• TEXTO APRESENTADO:
---+---

O som do agora

O som do agora
(Ilustração: Marcia Tiburi/Revista Cult)

 

Lugar de Fala é o espaço dos leitores no site da Cult. Todo mês, artigos enviados por eles são publicados de acordo com um tema. O de fevereiro de 2021 é “sonho”.


Nasci em 1969, em Londrina, no Paraná, seis dias depois de o homem ter pisado na Lua. Parto difícil, uma das primeiras sobreviventes de uma cerclagem no Brasil. O Hospital São Leopoldo não existe mais. O médico que me deu a vida tirou a sua própria com um serrote, vítima de paixão. Essa história que meu pai contava com uma certa vanglória pregou a minha vida, pois nela tinha muito amor, desespero e determinação.

Como diria o músico Jorge Ben Jor, eu nasci num país tropical abençoado por Deus e bonito por natureza. Isso era verdade, mas em 1964 um golpe militar assolou e arrasou o país. Os militares assumiram o poder, obrigando o presidente João Goulart, legitimamente eleito, a fugir e se exilar no Uruguai e, depois, na Argentina.

O país encontrava-se em franco processo de modernização e a sociedade brasileira desenvolvia-se de forma rápida, deixando para trás seu passado agrário para se tornar uma nação predominantemente urbana e industrializada. O regime militar foi instaurado bem no momento em que o país experimentava essa transição, que inexoravelmente acabou vindo, mas não de forma humana como se pretendia, bem pelo contrário. Anos obscuros se seguiram: direitos humanos eram aviltados a todo momento, intranquilidade política e falta de liberdade de ir e vir, de imprensa e de expressão pautaram esses tempos sombrios.

---+---

• ENTRADAS DE DADOS:
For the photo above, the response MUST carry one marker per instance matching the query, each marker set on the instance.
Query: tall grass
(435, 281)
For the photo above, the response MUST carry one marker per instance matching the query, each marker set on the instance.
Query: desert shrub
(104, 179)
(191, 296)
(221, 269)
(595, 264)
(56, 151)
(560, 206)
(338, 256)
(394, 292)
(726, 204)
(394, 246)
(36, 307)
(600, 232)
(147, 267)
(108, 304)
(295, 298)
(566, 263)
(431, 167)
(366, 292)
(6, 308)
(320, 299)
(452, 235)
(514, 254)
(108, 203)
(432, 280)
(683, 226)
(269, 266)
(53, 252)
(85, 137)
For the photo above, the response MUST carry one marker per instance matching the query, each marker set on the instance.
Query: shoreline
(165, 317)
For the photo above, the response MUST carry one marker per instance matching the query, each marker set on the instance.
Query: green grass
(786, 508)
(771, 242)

---+---

• O QUE FAZER:
1. Diga se cada afirmação abaixo está de acordo com o texto apresentado, respondendo sim ou não e citando as palavras do texto que decidem a questão. (a) Quem narra nasceu em Londrina antes de o homem pisar na Lua. (b) O Hospital São Leopoldo continua existindo. (c) João Goulart se exilou no Uruguai e, em seguida, na Argentina.
2. Devolva o trecho do texto apresentado que começa em "Nasci em 1969, em" e segue até "depois, na Argentina.".
A listagem não tem relação com o texto apresentado.

• RESPOSTAS ESCRITAS:
1.
(a) Não: "seis dias depois de o homem ter pisado na Lua".
(b) Não: "O Hospital São Leopoldo não existe mais."
(c) Sim: "a fugir e se exilar no Uruguai e, depois, na Argentina".

2.
Nasci em 1969, em Londrina, no Paraná, seis dias depois de o homem ter pisado na Lua. Parto difícil, uma das primeiras sobreviventes de uma cerclagem no Brasil. O Hospital São Leopoldo não existe mais. O médico que me deu a vida tirou a sua própria com um serrote, vítima de paixão. Essa história que meu pai contava com uma certa vanglória pregou a minha vida, pois nela tinha muito amor, desespero e determinação.

Como diria o músico Jorge Ben Jor, eu nasci num país tropical abençoado por Deus e bonito por natureza. Isso era verdade, mas em 1964 um golpe militar assolou e arrasou o país. Os militares assumiram o poder, obrigando o presidente João Goulart, legitimamente eleito, a fugir e se exilar no Uruguai e, depois, na Argentina.